#### DIRECTION
Below are some records; repeat them all exactly, minus the pictures.

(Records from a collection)
----
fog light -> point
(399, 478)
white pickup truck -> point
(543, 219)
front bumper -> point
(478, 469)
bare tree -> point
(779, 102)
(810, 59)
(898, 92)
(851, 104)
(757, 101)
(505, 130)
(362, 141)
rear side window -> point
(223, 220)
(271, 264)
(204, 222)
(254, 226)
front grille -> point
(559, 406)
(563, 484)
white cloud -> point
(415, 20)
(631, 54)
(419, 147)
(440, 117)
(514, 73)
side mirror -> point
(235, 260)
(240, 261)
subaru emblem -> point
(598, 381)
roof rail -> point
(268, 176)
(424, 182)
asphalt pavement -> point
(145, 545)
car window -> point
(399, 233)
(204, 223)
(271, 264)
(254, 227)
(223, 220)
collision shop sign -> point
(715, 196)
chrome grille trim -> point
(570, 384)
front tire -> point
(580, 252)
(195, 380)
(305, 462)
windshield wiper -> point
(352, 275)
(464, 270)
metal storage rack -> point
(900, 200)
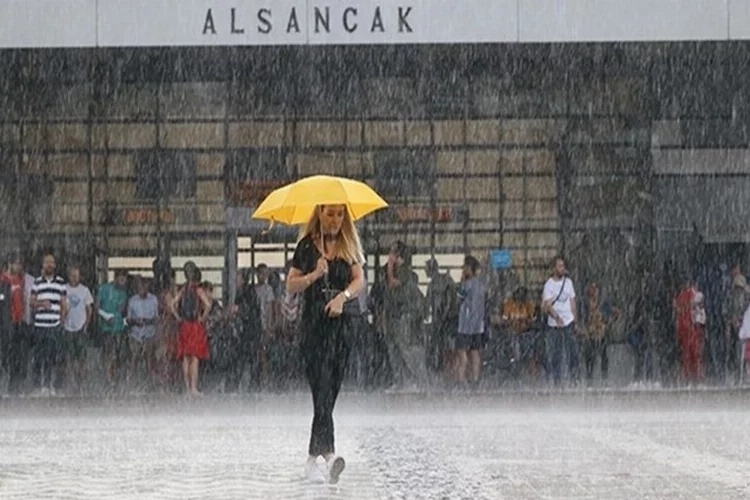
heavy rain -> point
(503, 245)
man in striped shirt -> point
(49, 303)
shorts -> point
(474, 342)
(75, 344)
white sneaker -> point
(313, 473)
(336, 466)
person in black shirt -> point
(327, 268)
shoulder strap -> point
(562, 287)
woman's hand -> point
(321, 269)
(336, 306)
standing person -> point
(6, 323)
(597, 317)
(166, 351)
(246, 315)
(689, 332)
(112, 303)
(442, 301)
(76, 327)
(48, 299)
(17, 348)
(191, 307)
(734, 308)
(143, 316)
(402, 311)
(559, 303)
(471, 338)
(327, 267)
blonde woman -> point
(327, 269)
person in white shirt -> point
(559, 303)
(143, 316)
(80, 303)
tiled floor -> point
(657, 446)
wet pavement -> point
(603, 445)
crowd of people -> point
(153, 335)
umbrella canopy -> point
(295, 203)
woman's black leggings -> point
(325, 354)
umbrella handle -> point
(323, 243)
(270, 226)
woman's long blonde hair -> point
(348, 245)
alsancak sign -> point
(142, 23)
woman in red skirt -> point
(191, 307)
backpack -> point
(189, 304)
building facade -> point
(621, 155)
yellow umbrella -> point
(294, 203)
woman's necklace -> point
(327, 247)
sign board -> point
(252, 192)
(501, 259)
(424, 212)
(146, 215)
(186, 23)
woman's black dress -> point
----
#### REPLY
fog light -> point
(399, 478)
white pickup truck -> point
(543, 219)
front bumper -> point
(478, 469)
bare tree -> point
(779, 102)
(810, 59)
(898, 92)
(851, 104)
(757, 101)
(505, 130)
(362, 141)
rear side window -> point
(223, 220)
(271, 264)
(204, 222)
(254, 226)
front grille -> point
(559, 406)
(563, 484)
white cloud -> point
(415, 20)
(631, 54)
(419, 147)
(440, 117)
(514, 73)
side mirror -> point
(235, 260)
(240, 261)
subaru emblem -> point
(598, 381)
roof rail -> point
(268, 176)
(424, 182)
asphalt pavement -> point
(145, 545)
car window -> point
(399, 233)
(204, 223)
(271, 264)
(254, 227)
(223, 220)
collision shop sign -> point
(715, 196)
chrome grille trim -> point
(570, 384)
front tire -> point
(580, 252)
(195, 380)
(305, 462)
windshield wiper -> point
(352, 275)
(464, 270)
metal storage rack -> point
(900, 200)
heavy rain -> point
(503, 245)
man in striped shirt -> point
(49, 303)
shorts -> point
(474, 342)
(75, 344)
white sneaker -> point
(313, 473)
(336, 466)
person in black shirt -> point
(327, 268)
shoulder strap -> point
(562, 287)
woman's hand -> point
(321, 269)
(336, 306)
standing person -> point
(6, 323)
(597, 317)
(166, 351)
(246, 315)
(689, 332)
(112, 303)
(442, 301)
(76, 327)
(48, 299)
(17, 348)
(191, 307)
(734, 308)
(143, 316)
(402, 311)
(559, 303)
(471, 338)
(327, 267)
blonde woman -> point
(327, 269)
person in white shirt -> point
(559, 303)
(143, 316)
(80, 303)
tiled floor -> point
(657, 446)
wet pavement -> point
(603, 445)
crowd of people -> point
(153, 335)
umbrella canopy -> point
(295, 203)
woman's black leggings -> point
(325, 354)
umbrella handle -> point
(323, 243)
(270, 226)
woman's long blonde hair -> point
(348, 245)
alsancak sign -> point
(142, 23)
woman in red skirt -> point
(191, 307)
backpack -> point
(189, 304)
building facade -> point
(621, 155)
yellow umbrella -> point
(294, 203)
woman's necklace -> point
(327, 247)
sign board -> point
(252, 192)
(501, 259)
(424, 212)
(146, 215)
(186, 23)
woman's black dress -> point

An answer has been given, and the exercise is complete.